Q.4. Solve the inequation \(37 – \left( {3x + 5} \right) \ge 9x – 8\left( {x – 3} \right)\) represent the solution set on the number line. \(x\) is a whole number.
Ans: Given, \(37-(3 x+5) \geq 9 x-8(x-3)\)
\(\Rightarrow 37-3 x-5 \geq 9 x-8 x+24\)
\(\Rightarrow 32-3 x \geq x+24\)
\(\Rightarrow 32-3 x-32 \geq x+24-32\) (Subtracting \(32\) from both sides),
\(\Rightarrow-3 x \geq x-8\)
\(\Rightarrow-3 x-x \geq x-8-x\) (Subtracting \(x\) from both sides),
\(\Longrightarrow-4 x \geq-8\)
\(\Rightarrow \frac{-4 x}{-4} \leq \frac{-8}{-4}\) (dividing both sides by \(-4)\),
\(\Rightarrow x \leq 2\)
Therefore, solution set \(=(-\infty, 2)\)

### Record excerpts
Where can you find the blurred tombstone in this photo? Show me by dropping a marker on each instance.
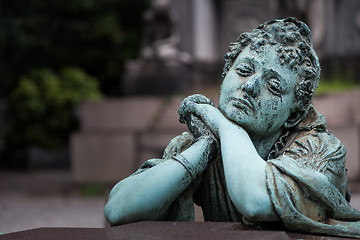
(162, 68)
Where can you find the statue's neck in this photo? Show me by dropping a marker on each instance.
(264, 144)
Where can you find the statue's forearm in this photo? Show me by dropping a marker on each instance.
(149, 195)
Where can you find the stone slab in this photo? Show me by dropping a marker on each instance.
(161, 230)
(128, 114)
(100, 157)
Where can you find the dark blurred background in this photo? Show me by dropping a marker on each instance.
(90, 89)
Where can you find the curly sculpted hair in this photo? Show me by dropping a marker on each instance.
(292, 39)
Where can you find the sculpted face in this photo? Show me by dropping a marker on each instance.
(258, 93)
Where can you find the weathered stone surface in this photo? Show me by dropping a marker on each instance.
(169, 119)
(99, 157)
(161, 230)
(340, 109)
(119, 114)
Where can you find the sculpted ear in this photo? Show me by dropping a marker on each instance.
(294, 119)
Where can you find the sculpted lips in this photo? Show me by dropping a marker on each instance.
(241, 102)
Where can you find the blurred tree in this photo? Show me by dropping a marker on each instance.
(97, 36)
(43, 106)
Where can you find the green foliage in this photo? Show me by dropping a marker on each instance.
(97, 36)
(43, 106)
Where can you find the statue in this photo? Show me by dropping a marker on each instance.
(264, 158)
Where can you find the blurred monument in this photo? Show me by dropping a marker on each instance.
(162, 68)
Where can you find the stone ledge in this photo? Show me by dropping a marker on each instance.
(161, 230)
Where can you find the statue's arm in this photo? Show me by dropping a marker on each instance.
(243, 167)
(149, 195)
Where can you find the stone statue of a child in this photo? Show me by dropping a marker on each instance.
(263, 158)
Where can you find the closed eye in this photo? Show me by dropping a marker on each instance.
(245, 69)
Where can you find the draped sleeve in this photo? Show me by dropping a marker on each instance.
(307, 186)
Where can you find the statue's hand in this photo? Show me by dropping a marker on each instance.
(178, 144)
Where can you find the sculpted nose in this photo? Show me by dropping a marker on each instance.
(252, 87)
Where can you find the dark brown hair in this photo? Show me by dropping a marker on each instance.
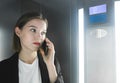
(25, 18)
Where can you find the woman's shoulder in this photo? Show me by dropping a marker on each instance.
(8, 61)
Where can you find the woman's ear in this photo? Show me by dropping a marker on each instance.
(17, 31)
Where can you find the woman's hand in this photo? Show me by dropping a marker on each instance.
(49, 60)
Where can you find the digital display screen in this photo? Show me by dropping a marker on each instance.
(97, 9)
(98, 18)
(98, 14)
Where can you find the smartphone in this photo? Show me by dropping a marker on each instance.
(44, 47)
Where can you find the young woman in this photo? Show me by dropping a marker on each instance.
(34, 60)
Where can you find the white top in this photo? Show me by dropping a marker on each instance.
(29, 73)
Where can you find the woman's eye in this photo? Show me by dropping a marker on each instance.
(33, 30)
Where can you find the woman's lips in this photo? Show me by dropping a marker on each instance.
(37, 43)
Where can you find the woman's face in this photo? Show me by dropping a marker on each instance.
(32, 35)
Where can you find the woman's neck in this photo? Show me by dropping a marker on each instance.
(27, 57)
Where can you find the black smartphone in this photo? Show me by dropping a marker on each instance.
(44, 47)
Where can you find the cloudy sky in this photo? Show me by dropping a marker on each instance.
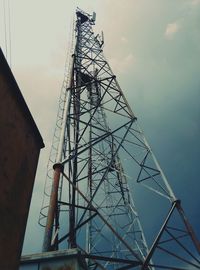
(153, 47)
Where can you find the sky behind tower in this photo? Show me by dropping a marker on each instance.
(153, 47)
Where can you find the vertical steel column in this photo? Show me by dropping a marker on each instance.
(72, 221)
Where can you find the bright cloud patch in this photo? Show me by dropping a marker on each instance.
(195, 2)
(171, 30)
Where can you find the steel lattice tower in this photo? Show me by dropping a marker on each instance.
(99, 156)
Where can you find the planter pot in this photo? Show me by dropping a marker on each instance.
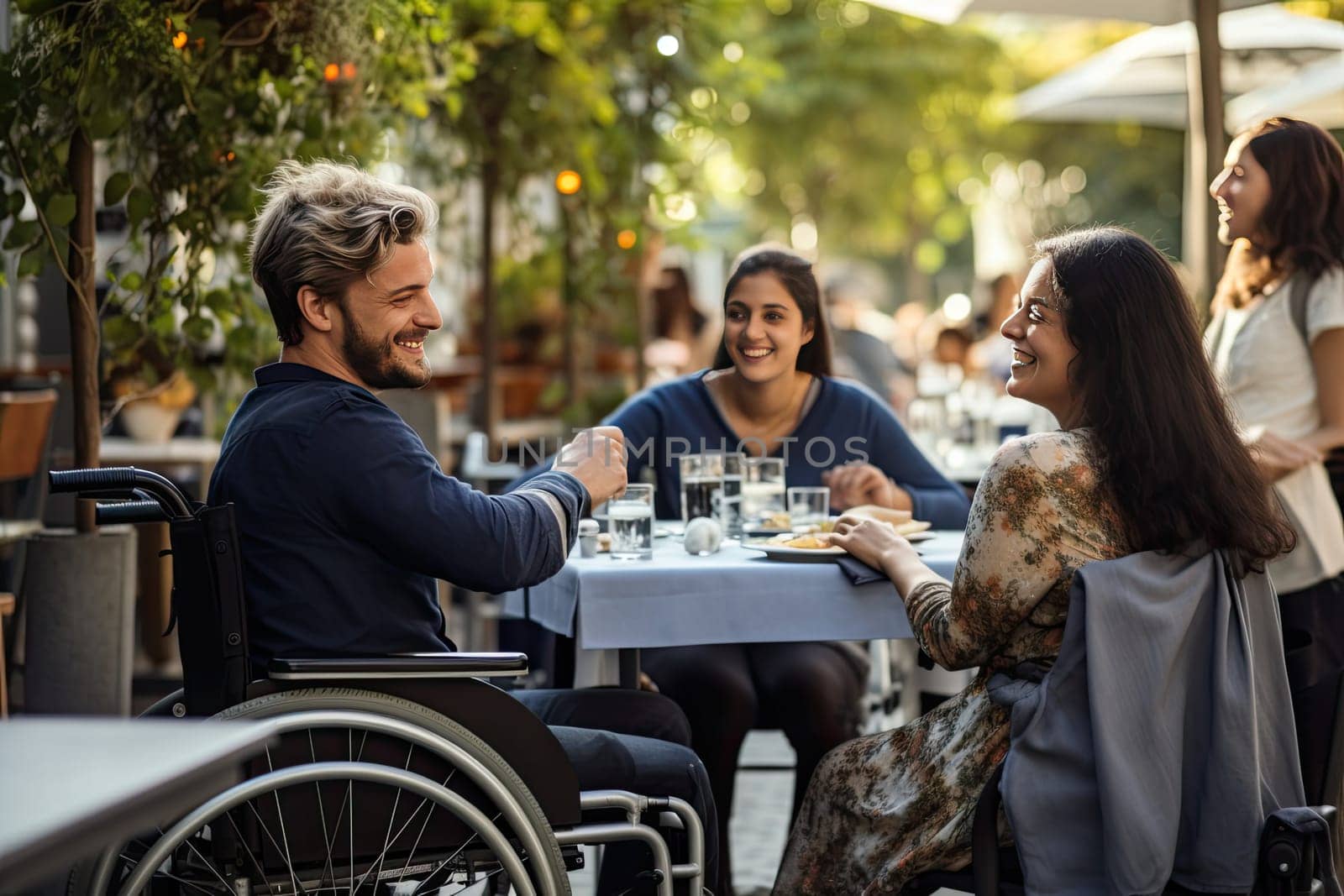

### Task set
**A.** In the inequation solution, by what number are both sides divided?
**B.** Carry on the inequation solution from its final line.

### Per-task answers
**A.** By −4.

**B.**
On the number line, it can be represented as: 

Q.5. Write the solution of the following inequation in the set notation form \(5x-10≤2x+2.\)
Ans: \(5 x-10 \leq 2 x+2\)
\(\Rightarrow 5 x-10+10 \leq 2 x+2+10\) (adding \(10\) on both sides),
\(\Rightarrow 5 x \leq 2 x+12\)
\(\Rightarrow 5 x-2 x \leq 2 x+12-2 x\) (subtracting \(2x\) from both sides),
\(\Rightarrow 3 x \leq 12\)
\(\Rightarrow \frac{3 x}{3} \leq \frac{12}{3}\) (dividing both sides by \(3)\),
\(\Rightarrow x \leq 4\)
Hence, the solution set is \(\left\{ {x:x \le 4,\,x \in R} \right\}\) or \((-\infty, 4)\)

Summary

In this article, we learned about the explanation of replacement set and solution set, the example of replacement set and solution set, representation of solution set on the number line, replacement set and solution set notes, solved examples on replacement set and solution set, FAQs on replacement set and solution set.

This article’s learning outcome is that we understood how to find the solution set from the given replacement set and how to represent the solution set on the number line.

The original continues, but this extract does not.